**SHORT EXERCISE A:**
Render only the entries from the line containing "In the photo above, where can the fingernail" through the end of the entries as a JSON list of strings, one string per line, with blank lines left out.

**DOCUMENT EXTRACT:**
August 12, 2008
Mr. David R. Humphrey
Accounting Branch Chief
Securities and Exchange Commission
Division of Corporation Finance
Washington, D.C. 20549
Accounting Branch Chief
Securities and Exchange Commission
Division of Corporation Finance
Washington, D.C. 20549
Re: | The E. W. Scripps Company | |
Form 10-K for the year ended December 31, 2007 | ||
File No. 000-16914 |
Dear Mr. Humphrey,
This letter supplements our July 10, 2008, response to your letter dated June 25, 2008, regarding the SEC’s review of our Form 10-K for the year ended December 31, 2007.
In preparing our second quarter 2008 financial statements we determined that interim indicators of impairment were present that made it more likely than not that the carrying value of our reporting units may be less than their carrying values. As disclosed in our Quarterly Report on Form 10-Q filed yesterday, we performed an interim impairment test. That test indicated the fair value of our newspapers reporting unit was less than its carrying value and that the fair value of our broadcast television reporting unit exceeded its carrying value. As a result, we recorded an impairment charge of $779 million to write-off goodwill for our newspapers reporting unit and a $95 million charge to write down the carrying value of our investments in our Denver JOA and Colorado newspaper partnership.

**RECORDS FOR THIS EXERCISE:**
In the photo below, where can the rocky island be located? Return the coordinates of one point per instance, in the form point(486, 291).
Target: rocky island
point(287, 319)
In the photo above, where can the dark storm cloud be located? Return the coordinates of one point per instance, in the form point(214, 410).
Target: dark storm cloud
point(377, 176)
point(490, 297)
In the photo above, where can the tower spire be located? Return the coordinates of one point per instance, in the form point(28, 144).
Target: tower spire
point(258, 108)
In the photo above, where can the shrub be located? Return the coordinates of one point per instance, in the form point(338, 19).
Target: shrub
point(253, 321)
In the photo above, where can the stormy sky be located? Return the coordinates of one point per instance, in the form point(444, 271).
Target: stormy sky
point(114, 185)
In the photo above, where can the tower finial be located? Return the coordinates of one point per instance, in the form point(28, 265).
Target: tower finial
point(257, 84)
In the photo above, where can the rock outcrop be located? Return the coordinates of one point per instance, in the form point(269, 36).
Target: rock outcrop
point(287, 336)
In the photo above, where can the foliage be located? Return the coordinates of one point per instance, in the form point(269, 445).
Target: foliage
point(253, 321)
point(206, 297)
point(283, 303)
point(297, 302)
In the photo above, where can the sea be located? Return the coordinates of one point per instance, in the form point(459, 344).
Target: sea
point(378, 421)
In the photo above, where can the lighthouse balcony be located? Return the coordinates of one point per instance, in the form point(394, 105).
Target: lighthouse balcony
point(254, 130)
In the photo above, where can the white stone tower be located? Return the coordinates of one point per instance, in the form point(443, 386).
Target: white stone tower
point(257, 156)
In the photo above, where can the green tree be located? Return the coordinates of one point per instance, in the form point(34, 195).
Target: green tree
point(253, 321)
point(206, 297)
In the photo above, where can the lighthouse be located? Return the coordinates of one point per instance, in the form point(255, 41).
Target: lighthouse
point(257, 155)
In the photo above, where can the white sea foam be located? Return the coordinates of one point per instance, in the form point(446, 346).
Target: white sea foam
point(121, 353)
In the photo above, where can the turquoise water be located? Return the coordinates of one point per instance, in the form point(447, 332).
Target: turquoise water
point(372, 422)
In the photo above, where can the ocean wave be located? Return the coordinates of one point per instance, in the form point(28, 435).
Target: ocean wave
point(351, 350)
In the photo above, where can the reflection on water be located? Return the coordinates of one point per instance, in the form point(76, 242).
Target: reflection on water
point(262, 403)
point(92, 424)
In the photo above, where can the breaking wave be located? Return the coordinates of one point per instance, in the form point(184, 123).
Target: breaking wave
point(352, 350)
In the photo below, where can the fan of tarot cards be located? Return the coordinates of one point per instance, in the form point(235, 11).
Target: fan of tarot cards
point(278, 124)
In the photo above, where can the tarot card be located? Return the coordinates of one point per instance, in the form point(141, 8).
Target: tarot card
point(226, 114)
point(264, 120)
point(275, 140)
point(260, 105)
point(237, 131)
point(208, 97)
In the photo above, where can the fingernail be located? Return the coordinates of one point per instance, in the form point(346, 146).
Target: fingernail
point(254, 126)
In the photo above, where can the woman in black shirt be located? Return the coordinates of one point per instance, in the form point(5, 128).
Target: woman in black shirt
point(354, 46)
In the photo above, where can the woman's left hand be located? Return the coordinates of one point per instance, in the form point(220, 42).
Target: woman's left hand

**SHORT EXERCISE B:**
Copy the SEC letter word for word from "In preparing our" to "Colorado newspaper partnership.".

**TASK OUTPUT A:**
[
  "In the photo above, where can the fingernail be located? Return the coordinates of one point per instance, in the form point(346, 146).",
  "Target: fingernail",
  "point(254, 126)",
  "In the photo above, where can the woman in black shirt be located? Return the coordinates of one point per instance, in the form point(5, 128).",
  "Target: woman in black shirt",
  "point(354, 46)",
  "In the photo above, where can the woman's left hand be located? Return the coordinates of one point per instance, in the form point(220, 42).",
  "Target: woman's left hand"
]

**TASK OUTPUT B:**
In preparing our second quarter 2008 financial statements we determined that interim indicators of impairment were present that made it more likely than not that the carrying value of our reporting units may be less than their carrying values. As disclosed in our Quarterly Report on Form 10-Q filed yesterday, we performed an interim impairment test. That test indicated the fair value of our newspapers reporting unit was less than its carrying value and that the fair value of our broadcast television reporting unit exceeded its carrying value. As a result, we recorded an impairment charge of $779 million to write-off goodwill for our newspapers reporting unit and a $95 million charge to write down the carrying value of our investments in our Denver JOA and Colorado newspaper partnership.